*Document excerpt*.
This page is about implicit differentiation in calculus. Implicit differentiation can be found in calculus books and in many introductory calculus courses (depending on the instructor, degree program/major). It is assumed that the reader has a good grasp on calculus derivatives.
Implicit differentiation is a more general form of regular differentiation when we are not able to take derivatives in the \(y = \dots\) format.
Explicit Form
A function is expressed in explicit form when it is expressed in a form such as:
\[y = \dots \]
or
\[f(x) = \dots\]
where the independent variable \(y\) or \(f(x)\) is isolated on its own.
For those who start out in calculus, derivatives are taken form from functions in explicit form. Explicit function forms make it easy for us to compute derivatives. For example, we can find the derivative of \(y = x^2\) with respect to the variable \(x\). The derivative would be \(y' = 2x\).
Implicit Form
A function not in explicit form is in implicit form as the independent variable such as \(y\) or \(f(x)\) is not isolated on its own.
For example, with \(\dfrac{y}{x} = 24\), we cannot find the derivative right away as we need to isolate for \(y\). Rearrangement yields \(y = 24x\). The derivative would then be \(y' = 24\).
The example given was a simple case but what if we are given something such as \(\cos(y) + y= 2x\) and want to find the derivative of \(y\) with respect to x? There is no explicit form so we need a new method of taking derivatives of implicit form equations.
We can also think of \(y\) as \(y(x)\) as \(y\) is a function of \(x\). In here, \(y\) is the same as \(y(x)\) and \(y'\) is the same as \(\dfrac{dy}{dx}\).

*What you will do*. According to the text on implicit differentiation, what equation results from rearranging y/x = 24 to isolate y? The lines that come next are separate material and have no connection to the calculus text.

*Data lines*.
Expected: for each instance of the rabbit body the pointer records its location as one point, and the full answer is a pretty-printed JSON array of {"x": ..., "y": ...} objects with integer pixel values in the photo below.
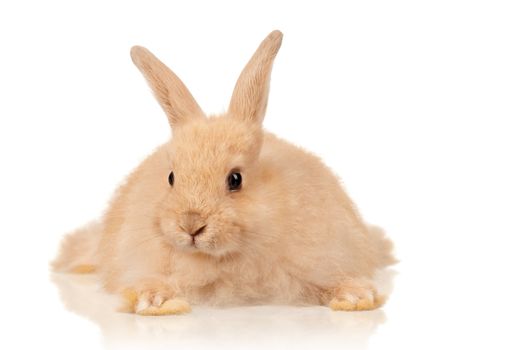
[{"x": 288, "y": 235}]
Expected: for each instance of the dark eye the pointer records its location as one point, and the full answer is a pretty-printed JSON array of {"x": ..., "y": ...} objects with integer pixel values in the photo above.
[{"x": 234, "y": 181}]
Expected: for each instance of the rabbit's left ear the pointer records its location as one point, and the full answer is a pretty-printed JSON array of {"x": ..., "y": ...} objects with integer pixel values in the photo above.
[
  {"x": 249, "y": 99},
  {"x": 169, "y": 90}
]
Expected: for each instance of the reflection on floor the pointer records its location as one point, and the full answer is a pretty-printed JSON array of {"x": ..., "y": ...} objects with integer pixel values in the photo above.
[{"x": 256, "y": 326}]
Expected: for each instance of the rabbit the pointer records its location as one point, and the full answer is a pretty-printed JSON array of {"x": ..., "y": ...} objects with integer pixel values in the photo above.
[{"x": 226, "y": 213}]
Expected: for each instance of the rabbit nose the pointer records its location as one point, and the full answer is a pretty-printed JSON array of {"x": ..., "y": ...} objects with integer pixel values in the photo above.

*Full output*. y = 24x